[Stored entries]
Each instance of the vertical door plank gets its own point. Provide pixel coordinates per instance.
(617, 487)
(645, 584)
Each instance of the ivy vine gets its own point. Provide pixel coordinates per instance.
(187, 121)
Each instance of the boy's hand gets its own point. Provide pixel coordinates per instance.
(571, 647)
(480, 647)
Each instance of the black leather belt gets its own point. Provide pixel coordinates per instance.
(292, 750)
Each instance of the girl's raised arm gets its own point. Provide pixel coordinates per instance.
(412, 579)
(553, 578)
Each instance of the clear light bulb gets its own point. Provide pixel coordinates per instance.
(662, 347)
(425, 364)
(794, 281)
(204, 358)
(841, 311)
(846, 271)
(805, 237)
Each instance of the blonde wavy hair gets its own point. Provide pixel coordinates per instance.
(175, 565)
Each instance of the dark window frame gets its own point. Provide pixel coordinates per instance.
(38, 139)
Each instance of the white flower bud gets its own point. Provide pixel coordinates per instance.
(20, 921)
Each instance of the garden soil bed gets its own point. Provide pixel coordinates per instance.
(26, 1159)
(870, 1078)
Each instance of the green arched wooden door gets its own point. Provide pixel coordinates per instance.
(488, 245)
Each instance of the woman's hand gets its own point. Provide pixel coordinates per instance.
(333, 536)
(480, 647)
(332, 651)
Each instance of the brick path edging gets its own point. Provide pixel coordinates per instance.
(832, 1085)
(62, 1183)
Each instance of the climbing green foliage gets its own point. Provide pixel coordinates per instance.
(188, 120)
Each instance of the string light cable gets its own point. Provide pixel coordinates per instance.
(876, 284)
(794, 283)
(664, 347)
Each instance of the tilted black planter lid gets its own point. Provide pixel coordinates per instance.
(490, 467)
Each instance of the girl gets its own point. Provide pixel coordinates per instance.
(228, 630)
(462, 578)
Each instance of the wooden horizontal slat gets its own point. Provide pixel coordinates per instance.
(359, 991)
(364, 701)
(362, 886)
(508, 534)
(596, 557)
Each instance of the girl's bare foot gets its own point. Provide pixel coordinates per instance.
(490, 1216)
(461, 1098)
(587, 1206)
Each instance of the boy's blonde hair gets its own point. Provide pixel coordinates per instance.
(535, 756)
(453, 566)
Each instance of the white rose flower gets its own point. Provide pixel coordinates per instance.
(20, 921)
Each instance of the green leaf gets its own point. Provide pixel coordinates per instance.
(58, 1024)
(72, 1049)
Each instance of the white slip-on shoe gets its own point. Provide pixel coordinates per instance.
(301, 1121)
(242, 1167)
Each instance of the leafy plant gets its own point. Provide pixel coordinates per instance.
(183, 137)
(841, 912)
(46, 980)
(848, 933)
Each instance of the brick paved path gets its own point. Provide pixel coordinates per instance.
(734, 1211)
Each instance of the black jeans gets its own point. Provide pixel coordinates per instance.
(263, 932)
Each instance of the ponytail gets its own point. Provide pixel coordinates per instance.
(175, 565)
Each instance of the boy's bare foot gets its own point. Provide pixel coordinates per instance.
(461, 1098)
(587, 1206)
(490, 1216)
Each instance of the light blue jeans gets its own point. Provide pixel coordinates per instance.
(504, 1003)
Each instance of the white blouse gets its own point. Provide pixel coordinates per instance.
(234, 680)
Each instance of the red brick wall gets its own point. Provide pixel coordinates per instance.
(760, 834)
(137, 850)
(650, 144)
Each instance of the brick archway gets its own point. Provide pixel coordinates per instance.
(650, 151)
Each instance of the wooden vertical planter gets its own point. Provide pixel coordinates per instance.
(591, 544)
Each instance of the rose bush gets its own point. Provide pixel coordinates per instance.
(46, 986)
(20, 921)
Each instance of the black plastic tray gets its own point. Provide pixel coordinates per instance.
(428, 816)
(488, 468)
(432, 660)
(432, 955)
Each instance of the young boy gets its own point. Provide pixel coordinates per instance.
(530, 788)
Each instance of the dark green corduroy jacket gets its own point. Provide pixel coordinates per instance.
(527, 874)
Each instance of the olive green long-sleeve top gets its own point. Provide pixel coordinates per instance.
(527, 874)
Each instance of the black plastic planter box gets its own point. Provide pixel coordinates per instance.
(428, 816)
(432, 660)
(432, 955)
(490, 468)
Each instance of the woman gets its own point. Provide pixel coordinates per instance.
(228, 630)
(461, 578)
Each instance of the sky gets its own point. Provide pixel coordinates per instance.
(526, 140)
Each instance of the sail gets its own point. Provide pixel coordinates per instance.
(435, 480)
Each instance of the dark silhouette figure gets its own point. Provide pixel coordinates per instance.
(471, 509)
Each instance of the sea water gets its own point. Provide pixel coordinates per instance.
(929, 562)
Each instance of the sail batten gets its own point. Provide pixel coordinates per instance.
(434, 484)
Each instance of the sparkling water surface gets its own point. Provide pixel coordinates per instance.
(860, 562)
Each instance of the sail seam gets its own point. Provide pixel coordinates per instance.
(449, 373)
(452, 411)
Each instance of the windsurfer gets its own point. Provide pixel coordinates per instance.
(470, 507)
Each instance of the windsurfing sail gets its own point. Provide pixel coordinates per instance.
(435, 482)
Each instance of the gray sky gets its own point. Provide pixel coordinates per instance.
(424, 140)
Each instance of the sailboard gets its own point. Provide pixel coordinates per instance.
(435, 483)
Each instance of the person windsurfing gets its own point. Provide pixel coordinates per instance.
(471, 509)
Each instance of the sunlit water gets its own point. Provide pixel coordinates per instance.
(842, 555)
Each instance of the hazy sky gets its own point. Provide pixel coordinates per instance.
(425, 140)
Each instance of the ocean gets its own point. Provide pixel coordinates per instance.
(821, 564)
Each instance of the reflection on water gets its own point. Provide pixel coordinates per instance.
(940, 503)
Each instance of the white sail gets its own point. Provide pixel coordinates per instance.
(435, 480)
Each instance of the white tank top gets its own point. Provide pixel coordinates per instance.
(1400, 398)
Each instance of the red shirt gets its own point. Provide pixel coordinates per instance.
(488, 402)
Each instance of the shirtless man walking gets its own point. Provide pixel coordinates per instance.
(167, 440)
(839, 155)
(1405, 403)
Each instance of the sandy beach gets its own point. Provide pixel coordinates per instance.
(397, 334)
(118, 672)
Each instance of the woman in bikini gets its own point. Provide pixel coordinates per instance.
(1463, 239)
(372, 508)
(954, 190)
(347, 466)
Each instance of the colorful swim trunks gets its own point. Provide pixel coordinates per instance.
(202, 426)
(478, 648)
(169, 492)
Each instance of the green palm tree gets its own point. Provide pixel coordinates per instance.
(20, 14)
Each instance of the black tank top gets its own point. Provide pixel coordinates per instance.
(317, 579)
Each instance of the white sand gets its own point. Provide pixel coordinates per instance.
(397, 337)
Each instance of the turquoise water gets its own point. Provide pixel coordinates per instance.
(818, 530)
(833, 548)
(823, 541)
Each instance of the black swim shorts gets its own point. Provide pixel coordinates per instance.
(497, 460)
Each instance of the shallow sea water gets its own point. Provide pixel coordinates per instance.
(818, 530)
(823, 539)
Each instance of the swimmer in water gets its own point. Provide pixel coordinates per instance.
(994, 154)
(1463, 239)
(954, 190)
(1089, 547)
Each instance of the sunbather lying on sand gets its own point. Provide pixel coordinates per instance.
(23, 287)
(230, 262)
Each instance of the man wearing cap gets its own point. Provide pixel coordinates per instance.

WHAT IS BEING ASKED: Write out again every line from the one containing "Each instance of the turquoise" through the end of the rows, requests included. Shift each pixel coordinate in the answers by adding 69 to both of its numbers.

REPLY TO THE EXERCISE:
Each instance of the turquoise water gets its own point. Provide pixel coordinates per instance.
(887, 599)
(902, 617)
(892, 610)
Each instance of the black swim shorts gets its own point. Provide pixel coordinates per instance.
(566, 529)
Each instance of the shallow sea water gets its own point. Provide pixel coordinates per instance.
(887, 599)
(892, 608)
Each instance of the swimmer in water gets its own point. Provide pixel coordinates per instance.
(1063, 223)
(1532, 308)
(1023, 259)
(1158, 616)
Each instance of the sunbather lying on sand gets its own point. Provide pixel coordinates per instance.
(92, 356)
(299, 331)
Each instance of the man wearing cap gets its own point. Provide pixel coordinates per instance.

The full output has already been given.